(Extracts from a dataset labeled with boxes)
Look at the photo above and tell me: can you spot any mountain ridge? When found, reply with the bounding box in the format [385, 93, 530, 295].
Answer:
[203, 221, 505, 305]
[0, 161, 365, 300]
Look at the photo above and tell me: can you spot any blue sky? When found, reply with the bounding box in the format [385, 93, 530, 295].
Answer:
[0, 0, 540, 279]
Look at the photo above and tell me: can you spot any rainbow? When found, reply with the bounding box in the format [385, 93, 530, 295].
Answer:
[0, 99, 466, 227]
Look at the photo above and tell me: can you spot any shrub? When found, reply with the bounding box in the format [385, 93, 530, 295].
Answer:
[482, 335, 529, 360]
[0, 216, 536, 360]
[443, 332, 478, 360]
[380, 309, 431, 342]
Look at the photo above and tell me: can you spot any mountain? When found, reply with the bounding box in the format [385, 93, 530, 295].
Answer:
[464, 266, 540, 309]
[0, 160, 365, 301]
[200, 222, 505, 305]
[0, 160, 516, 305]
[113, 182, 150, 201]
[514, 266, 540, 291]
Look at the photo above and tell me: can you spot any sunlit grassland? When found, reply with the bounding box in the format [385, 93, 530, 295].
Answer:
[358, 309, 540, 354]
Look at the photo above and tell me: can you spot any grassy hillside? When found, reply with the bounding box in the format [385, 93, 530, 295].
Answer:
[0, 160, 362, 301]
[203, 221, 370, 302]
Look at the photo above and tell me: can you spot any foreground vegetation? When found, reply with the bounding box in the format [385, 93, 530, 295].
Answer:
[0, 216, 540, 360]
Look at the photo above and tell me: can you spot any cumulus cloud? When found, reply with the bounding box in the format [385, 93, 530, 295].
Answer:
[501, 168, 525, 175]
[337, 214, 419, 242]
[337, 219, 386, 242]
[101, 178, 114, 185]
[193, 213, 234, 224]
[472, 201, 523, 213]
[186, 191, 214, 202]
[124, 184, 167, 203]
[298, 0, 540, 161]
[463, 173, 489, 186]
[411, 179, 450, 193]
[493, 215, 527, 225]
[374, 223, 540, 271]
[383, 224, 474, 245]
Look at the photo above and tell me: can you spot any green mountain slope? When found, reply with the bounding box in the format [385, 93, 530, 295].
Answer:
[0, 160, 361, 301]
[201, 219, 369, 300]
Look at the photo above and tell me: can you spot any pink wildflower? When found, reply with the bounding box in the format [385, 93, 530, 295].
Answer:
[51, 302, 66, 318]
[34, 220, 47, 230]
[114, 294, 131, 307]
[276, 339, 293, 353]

**Exercise goal**
Return all of the rows above verbatim, without changing a single character.

**Result below**
Look at the photo above and tell me: can you spot any mountain ridge? When found, reply with the bounding box in the format [385, 93, 530, 295].
Answer:
[203, 221, 505, 305]
[0, 161, 365, 300]
Look at the photo above and tell me: can you spot any blue sky? When found, reply with the bounding box in the format [385, 93, 530, 295].
Answer:
[0, 0, 540, 279]
Look at the photo above and tell me: can you spot any rainbow? When found, reply with the bounding box in the format [385, 93, 530, 295].
Answer:
[0, 99, 466, 227]
Look at the photo above and tell me: can you spot any shrub? When found, reply with the bounding box in the format [385, 93, 530, 295].
Answer:
[482, 335, 529, 360]
[0, 216, 536, 360]
[443, 332, 478, 360]
[380, 309, 431, 342]
Look at the photo above and tell me: can you spot any mountain? When found, reply with the bounding box in the format [385, 93, 530, 295].
Answer:
[464, 266, 540, 309]
[0, 160, 365, 301]
[200, 222, 505, 305]
[0, 160, 516, 305]
[113, 182, 150, 201]
[514, 266, 540, 291]
Look at the photo above and tell me: can you spot any sunlit grassland? When found, reply with the bounding box in the format [385, 93, 530, 295].
Answer:
[358, 309, 540, 354]
Look at the photo above and tell me: can you spot any grassy hillside? When found, reply with the bounding box in the format [385, 93, 530, 295].
Answer:
[0, 160, 362, 301]
[203, 221, 370, 302]
Look at the photo above and tell me: can you spot any foreground vegetation? When found, reply with the bounding box in the format [385, 93, 530, 295].
Answer:
[0, 216, 540, 360]
Look at the photo above and tell me: can you spot any cumulus cloud? When found, reply with the bounding box in the format [385, 93, 530, 295].
Answer:
[501, 168, 525, 175]
[337, 214, 419, 242]
[337, 219, 386, 242]
[101, 178, 114, 185]
[193, 213, 234, 224]
[472, 201, 523, 213]
[186, 191, 214, 202]
[124, 184, 167, 203]
[298, 0, 540, 161]
[463, 173, 489, 186]
[411, 179, 450, 193]
[493, 215, 527, 225]
[374, 223, 540, 271]
[383, 224, 474, 245]
Look at the photo above and tell me: can you spot any green mountain slope? When found, reply with the bounding box in the format [385, 93, 530, 295].
Answer:
[0, 160, 361, 301]
[201, 219, 369, 300]
Look at the photo above and tell me: can you spot any pink wildflower? When found, reply with the bounding box in the format [385, 93, 530, 295].
Answer:
[51, 302, 66, 318]
[34, 220, 47, 230]
[114, 294, 131, 307]
[276, 339, 293, 353]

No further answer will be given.